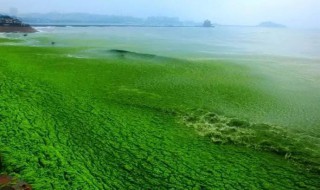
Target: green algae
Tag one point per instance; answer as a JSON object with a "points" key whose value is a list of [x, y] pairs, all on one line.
{"points": [[69, 123]]}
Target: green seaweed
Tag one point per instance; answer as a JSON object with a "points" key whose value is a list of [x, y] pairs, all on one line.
{"points": [[110, 123]]}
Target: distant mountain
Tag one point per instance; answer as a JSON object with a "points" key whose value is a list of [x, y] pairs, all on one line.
{"points": [[92, 19], [12, 24], [271, 25]]}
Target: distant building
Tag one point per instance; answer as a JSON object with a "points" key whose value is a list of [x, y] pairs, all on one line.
{"points": [[207, 23]]}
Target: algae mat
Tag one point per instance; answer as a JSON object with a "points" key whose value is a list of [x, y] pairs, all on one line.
{"points": [[69, 123]]}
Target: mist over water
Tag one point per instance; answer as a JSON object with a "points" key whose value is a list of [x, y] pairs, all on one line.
{"points": [[191, 42]]}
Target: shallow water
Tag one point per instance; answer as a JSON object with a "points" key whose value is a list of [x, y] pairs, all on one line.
{"points": [[285, 78]]}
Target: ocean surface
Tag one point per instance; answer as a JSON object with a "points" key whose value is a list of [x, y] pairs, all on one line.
{"points": [[288, 58], [189, 42]]}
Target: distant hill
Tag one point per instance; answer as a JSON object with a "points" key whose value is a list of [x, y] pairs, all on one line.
{"points": [[270, 24], [12, 24], [93, 19]]}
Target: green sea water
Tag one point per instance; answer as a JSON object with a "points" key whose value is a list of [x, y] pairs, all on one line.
{"points": [[161, 108]]}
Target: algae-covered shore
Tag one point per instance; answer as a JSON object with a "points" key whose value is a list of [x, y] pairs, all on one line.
{"points": [[79, 117]]}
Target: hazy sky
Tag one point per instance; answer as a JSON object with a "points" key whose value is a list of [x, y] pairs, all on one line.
{"points": [[295, 13]]}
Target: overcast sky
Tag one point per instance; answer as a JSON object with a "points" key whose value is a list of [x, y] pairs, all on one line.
{"points": [[294, 13]]}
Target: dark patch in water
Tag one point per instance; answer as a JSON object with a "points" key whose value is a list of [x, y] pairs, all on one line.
{"points": [[125, 53]]}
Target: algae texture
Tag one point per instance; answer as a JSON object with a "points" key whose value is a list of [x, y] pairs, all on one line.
{"points": [[119, 122]]}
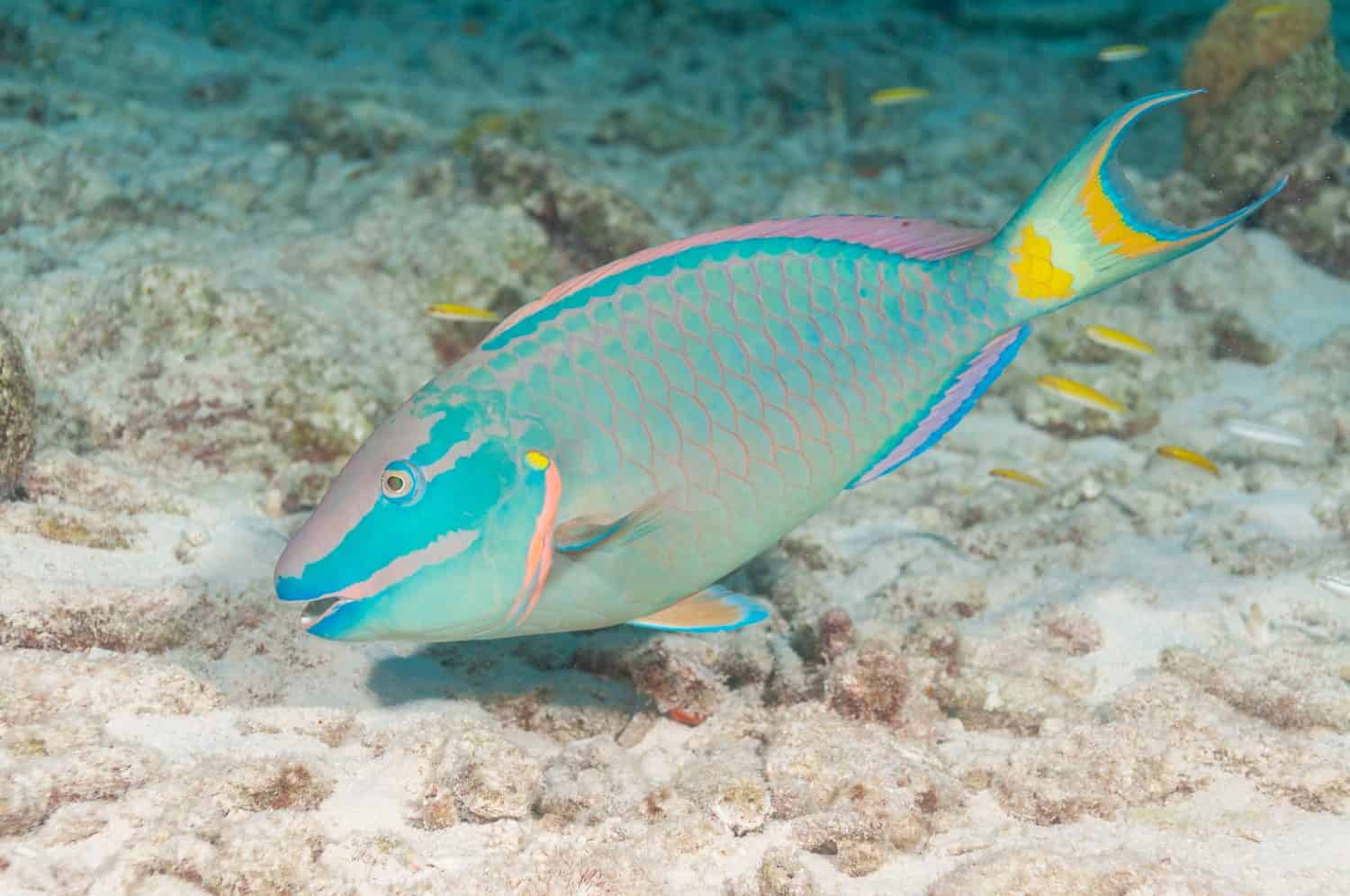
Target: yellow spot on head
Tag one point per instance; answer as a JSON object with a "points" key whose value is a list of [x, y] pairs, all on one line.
{"points": [[1034, 273]]}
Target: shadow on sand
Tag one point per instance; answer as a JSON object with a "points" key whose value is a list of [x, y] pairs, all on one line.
{"points": [[554, 667]]}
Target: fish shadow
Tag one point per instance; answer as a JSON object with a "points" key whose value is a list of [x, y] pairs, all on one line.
{"points": [[574, 668]]}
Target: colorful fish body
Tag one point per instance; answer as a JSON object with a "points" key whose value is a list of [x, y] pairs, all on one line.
{"points": [[639, 432]]}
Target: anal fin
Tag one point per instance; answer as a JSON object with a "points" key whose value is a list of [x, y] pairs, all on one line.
{"points": [[948, 405], [713, 609]]}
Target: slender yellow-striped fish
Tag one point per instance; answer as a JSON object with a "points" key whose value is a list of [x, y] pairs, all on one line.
{"points": [[1122, 51], [1187, 456], [462, 312], [896, 96], [1079, 394], [1017, 475], [1115, 339]]}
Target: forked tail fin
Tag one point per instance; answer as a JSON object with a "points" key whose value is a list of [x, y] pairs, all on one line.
{"points": [[1084, 229]]}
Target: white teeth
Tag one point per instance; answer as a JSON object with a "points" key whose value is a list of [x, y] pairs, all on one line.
{"points": [[316, 610]]}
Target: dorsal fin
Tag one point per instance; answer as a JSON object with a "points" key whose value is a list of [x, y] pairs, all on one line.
{"points": [[952, 402], [907, 237]]}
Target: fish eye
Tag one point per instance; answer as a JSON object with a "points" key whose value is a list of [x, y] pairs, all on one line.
{"points": [[399, 482]]}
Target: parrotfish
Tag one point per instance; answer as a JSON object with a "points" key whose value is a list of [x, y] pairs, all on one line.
{"points": [[615, 448]]}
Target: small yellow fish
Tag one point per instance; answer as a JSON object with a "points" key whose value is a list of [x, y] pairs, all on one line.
{"points": [[1122, 51], [1187, 456], [1115, 339], [1017, 475], [1271, 11], [896, 96], [461, 312], [1077, 393]]}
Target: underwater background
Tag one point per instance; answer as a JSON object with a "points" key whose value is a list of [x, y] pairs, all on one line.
{"points": [[1120, 664]]}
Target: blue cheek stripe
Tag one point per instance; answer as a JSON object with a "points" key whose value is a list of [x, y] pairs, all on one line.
{"points": [[392, 529]]}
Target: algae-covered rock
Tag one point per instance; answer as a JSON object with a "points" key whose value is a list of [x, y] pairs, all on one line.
{"points": [[1312, 212], [1239, 42], [18, 415], [1274, 91], [593, 224], [656, 129]]}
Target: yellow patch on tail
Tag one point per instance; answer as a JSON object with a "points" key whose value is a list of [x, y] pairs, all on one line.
{"points": [[1034, 272], [1085, 229]]}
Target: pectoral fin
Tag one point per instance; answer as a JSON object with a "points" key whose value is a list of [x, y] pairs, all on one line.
{"points": [[713, 609], [590, 532]]}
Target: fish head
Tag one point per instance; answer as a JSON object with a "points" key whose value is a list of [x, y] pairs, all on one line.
{"points": [[428, 531]]}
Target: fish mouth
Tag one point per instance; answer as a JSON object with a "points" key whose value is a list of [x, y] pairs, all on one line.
{"points": [[319, 610]]}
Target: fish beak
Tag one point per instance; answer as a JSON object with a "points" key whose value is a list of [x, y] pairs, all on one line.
{"points": [[318, 610]]}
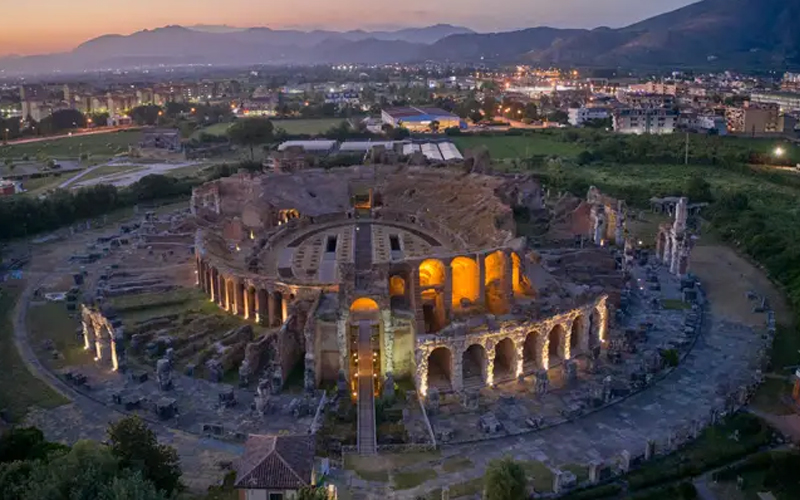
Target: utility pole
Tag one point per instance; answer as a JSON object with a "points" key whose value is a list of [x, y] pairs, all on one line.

*Written exercise:* Repeat all of the entries word for word, but omit the pictures.

*Solution below:*
Target: green algae
Tag one point per instance; answer as a JSON object with a "points" key whose value is a list of [x, y] pairs, all on one line.
{"points": [[69, 123]]}
Target: green seaweed
Tag one point per instance; answer as a JSON object with a "points" key whose value is a list of [x, y] pairs, all on one line.
{"points": [[110, 123]]}
Target: distant mountain
Tag one point per instance; answer as a JSON object with a "points" key whose value is a list of [x, y] pairs, all on one line.
{"points": [[92, 19], [12, 24], [271, 25]]}
Target: distant building
Tag one point per instance; answer as a JSON object with a "points" key whose value is a list of [x, y] pairs, all on one line.
{"points": [[207, 23]]}
Target: algae mat
Tag one point per instance; answer as a JSON object with a "points" key whose value is a list of [x, y] pairs, all on one line.
{"points": [[69, 123]]}
Target: mist over water
Tag one point per instance; answer as a JSON object with a "points" key whose value is a list of [x, y] pairs, all on one line.
{"points": [[191, 42]]}
Target: shallow water
Tag one point per instance; answer as a JSON object with a "points" key whose value is a list of [x, y] pairs, all on one line.
{"points": [[285, 78]]}
Target: ocean surface
Tag one point per instance; answer as a JSON object with a "points" key whose value is a list of [x, y] pairs, all on one line.
{"points": [[288, 58], [189, 42]]}
Target: distant hill
Tag one point per instance; answer as a JSON object with a "points" key whose value is a list of [x, y] pairs, all on one line.
{"points": [[270, 24], [12, 24], [93, 19]]}
Target: green sea water
Tag one point per instance; answer as a JSON object with a "points" key whose value is a list of [x, y] pairs, all on one line.
{"points": [[161, 108]]}
Target: algae-covered shore
Tag one point per instance; answer as a JSON object with a "points" key whose value is a list of [x, y] pairs, all on one line.
{"points": [[79, 117]]}
Target: hazy sky
Tag one point per instance; answer as a JSON object with a "points" key whose value is a list of [x, y] pairs, all on one line.
{"points": [[295, 13]]}
Target: overcast sky
Tag one point per instance; answer as a JSON object with a "points" key whose value is a list of [x, y] pairs, all on one line.
{"points": [[294, 13]]}
Target: dark patch in water
Tag one point per instance; answer as a JSON object with a "points" key whose value is a list of [x, y] pairs, all on one line.
{"points": [[125, 53]]}
Target: algae texture
Tag one point per instance; answer as a JSON object with a "points" key whose value is a list of [x, y] pairs, all on one line.
{"points": [[119, 122]]}
Target: yellow spot on head
Tag one point per instance; answer as a JSON object with a "points" key whose value is a list of [x, y] pairs, all on one line.
{"points": [[1034, 273]]}
Target: shadow on sand
Tag one point per instance; answer as a JSON object with a "points" key whose value is a list of [x, y] pairs, all on one line.
{"points": [[554, 667]]}
Target: fish shadow
Tag one point per instance; answer as a JSON object with a "points" key whose value is a list of [x, y] pairs, all on one line.
{"points": [[574, 668]]}
Target: colorful fish body
Tag one point per instance; answer as a JSON object with a "points" key whose value is a list of [x, y] pairs, all on one line.
{"points": [[639, 432]]}
Target: anal fin
Tag one point per instance; answer as a JSON object with a "points" key whose value is a list of [x, y] pairs, all on one line.
{"points": [[948, 405], [713, 609]]}
Target: slender yellow-striped fish
Tag one point per instance; answer as a JSON object with a "points" key whose value is a list of [x, y] pairs, all on one line.
{"points": [[1122, 51], [1187, 456], [462, 312], [896, 96], [1079, 394], [1017, 475], [1115, 339]]}
Target: forked tail fin
Tag one point per instance; answer as a JSON object with a "points" key whose value is a list of [x, y] pairs, all on one line.
{"points": [[1084, 229]]}
Target: white teeth
Tag one point per instance; answer as a JSON object with a "points" key whose value is a list of [x, y] pairs, all on one line.
{"points": [[316, 610]]}
Target: dorsal fin
Tag one point per instance; answer as a JSON object with a "points" key whose value is a list of [x, y] pairs, all on one line.
{"points": [[952, 402], [907, 237]]}
Target: fish eye
Tag one point per instance; answer as a JSON object with a "points" key whose value is a list of [x, y] pairs, all on one line.
{"points": [[399, 482]]}
Target: parrotfish
Tag one point per instance; answer as a JSON object with a "points" key whose value is a list of [x, y] pairs, all on one line.
{"points": [[615, 448]]}
Target: small yellow fish
Tag one point per instance; answer as a JSON object with a "points" key whose value is a list of [x, y] pairs, all on one line.
{"points": [[1122, 51], [1187, 456], [1115, 339], [1017, 475], [1271, 11], [896, 96], [461, 312], [1077, 393]]}
Target: underwater background
Tag one point per instance; answer as a JSON object with a "points" key whose value is a list of [x, y] pairs, all on one line.
{"points": [[1120, 664]]}
Target: blue cheek stripe
Tag one point per instance; answer as a JSON object with a "points" key whose value is a list of [x, y] pairs, all on one line.
{"points": [[392, 529]]}
Target: algae-covered rock
Tag one point per instance; answer as a JSON object with a "points" key whose value is a list of [x, y] pairs, all on one line.
{"points": [[1312, 212], [1239, 42], [18, 415], [1274, 91], [593, 224], [656, 129]]}
Target: yellow patch on tail
Tag one point per instance; answer as a JSON object with a "points" key whose value is a list of [x, y] pairs, all on one line.
{"points": [[1034, 272], [1085, 229]]}
Target: pectoral fin
Tag one point per instance; answer as a JSON object with a "points" key whose value is a list of [x, y] pairs, all on one line.
{"points": [[713, 609], [590, 532]]}
Target: fish head
Tag one point per instance; answer as a JSON object with a "points" key whose value is a list of [x, y] pairs, all on one line.
{"points": [[428, 531]]}
Target: fish mouth
Tag one point per instance; answer as a JSON object with a "points" key whose value is a list of [x, y] pairs, all on one line.
{"points": [[319, 610]]}
Target: fish beak
Tag one point per instance; answer as a JSON object with a "points" key whose value is a list of [x, y] pairs, all on one line.
{"points": [[318, 610]]}
Target: utility pole
Tag one point per instance; answer as a JSON object with a "points" key whose value is a list of [x, y] pairs, all on one line.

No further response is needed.